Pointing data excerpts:
┌──

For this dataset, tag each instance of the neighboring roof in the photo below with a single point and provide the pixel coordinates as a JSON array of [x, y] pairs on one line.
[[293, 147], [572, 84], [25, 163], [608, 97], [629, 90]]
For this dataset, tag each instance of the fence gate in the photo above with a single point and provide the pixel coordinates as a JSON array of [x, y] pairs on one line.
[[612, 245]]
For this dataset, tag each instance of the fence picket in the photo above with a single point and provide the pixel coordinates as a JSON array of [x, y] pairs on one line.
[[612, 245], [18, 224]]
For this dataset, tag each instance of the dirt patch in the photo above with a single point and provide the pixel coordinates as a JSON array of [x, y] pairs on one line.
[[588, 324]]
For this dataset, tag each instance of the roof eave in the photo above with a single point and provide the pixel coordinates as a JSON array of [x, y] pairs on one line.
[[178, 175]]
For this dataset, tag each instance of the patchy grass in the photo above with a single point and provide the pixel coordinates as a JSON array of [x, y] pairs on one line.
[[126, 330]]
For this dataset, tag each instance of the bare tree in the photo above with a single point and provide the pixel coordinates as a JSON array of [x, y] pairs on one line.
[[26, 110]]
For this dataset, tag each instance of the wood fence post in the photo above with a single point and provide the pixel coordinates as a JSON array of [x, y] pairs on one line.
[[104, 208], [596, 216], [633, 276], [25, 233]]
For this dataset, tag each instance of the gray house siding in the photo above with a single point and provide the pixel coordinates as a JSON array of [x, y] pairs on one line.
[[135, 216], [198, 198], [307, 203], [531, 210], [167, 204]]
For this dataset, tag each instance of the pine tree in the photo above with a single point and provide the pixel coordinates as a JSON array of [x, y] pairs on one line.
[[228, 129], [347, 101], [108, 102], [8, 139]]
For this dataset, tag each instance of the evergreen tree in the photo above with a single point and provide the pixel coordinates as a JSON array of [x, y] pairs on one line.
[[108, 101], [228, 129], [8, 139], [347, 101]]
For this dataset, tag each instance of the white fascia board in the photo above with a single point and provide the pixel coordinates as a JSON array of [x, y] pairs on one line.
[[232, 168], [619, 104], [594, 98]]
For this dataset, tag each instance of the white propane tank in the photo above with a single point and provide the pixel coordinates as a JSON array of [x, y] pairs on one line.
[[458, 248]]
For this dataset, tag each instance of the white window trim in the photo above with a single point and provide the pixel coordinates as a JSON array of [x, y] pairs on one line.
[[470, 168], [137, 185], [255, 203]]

└──

EXERCISE BRIEF
Arrange every line of the listing above as a Markdown table with the columns "Row" and "Listing line", numbering the rows in order and skipping any blank lines.

COMPLETED TASK
| Row | Listing line |
|---|---|
| 1 | For this dataset, tag each instance of the neighboring roof in the photo below with a single point and provide the pixel coordinates as a JSON array of [x, y] pairs on one line. |
| 2 | [[293, 147], [572, 84], [25, 163], [608, 97], [629, 90]] |
| 3 | For this dataset, tag each instance of the fence gate in the photo above with a single point and provide the pixel coordinates as a JSON array of [x, y] pairs on one line. |
| 4 | [[612, 245]] |
| 5 | For this dataset, tag each instance of the fence picket in the photo above with a single point and provide the pixel coordinates as a JSON array of [x, y] pairs on one line. |
| 6 | [[612, 245], [18, 224]] |
| 7 | For this dataset, tag each instance of the dirt patch in the photo above with a single point and provide the pixel coordinates as a JSON array of [x, y] pairs on one line. |
| 8 | [[588, 324]] |
| 9 | For this dataset, tag each instance of the roof eave in the photo above with a single point and provide the pixel coordinates as a JSON array of [x, y] pairs on one line. |
| 10 | [[178, 175]] |
| 11 | For this dataset, tag each instance of the patchy grass in the photo above with a single point and provide the pixel coordinates as a JSON array of [x, y] pairs on one line. |
| 12 | [[126, 330]] |
| 13 | For this dataset, tag each instance of the bare tree in the photo above with a single point and provide the pixel coordinates as a JSON array of [x, y] pairs on one line. |
| 14 | [[26, 110]] |
| 15 | For this dataset, tag each instance of the wood fence post in the photo above with a single point and provide the pixel coordinates as a JSON array of [x, y] pairs on one line. |
| 16 | [[104, 208], [596, 216], [633, 276], [25, 233]] |
| 17 | For this dataset, tag each instance of the gray house siding in the photo above with a single point and provide the pixel coordinates as a JSON array of [x, y] pairs on one line. |
| 18 | [[135, 216], [198, 198], [307, 203], [531, 210], [167, 204]] |
| 19 | For this dataset, tag each instance of the pine tree in the photo above with a single point and provide the pixel coordinates as a JSON array of [x, y] pairs on one line. |
| 20 | [[228, 129], [347, 101], [108, 102], [8, 139]] |
| 21 | For this dataset, tag each instance of the evergreen tree in the photo above with a single point and provide the pixel coordinates as a JSON array of [x, y] pairs on one line. |
| 22 | [[108, 101], [228, 129], [8, 139], [347, 101]] |
| 23 | For this dataset, tag each instance of the white fascia board in the photo above with a single point and provide the pixel coordinates as a JSON array of [x, y] pairs on one line. |
| 24 | [[232, 168], [619, 104], [594, 98]] |
| 25 | For this dataset, tag each instance of the white propane tank in the photo above with a single point and provide the pixel coordinates as a JSON array of [x, y] pairs on one line. |
| 26 | [[458, 248]] |
| 27 | For this dataset, tag each instance of the white window trim in the photo above with a single point and provide the pixel coordinates as a JSON array of [x, y] pairs on one line. |
| 28 | [[470, 168], [137, 185], [255, 203]] |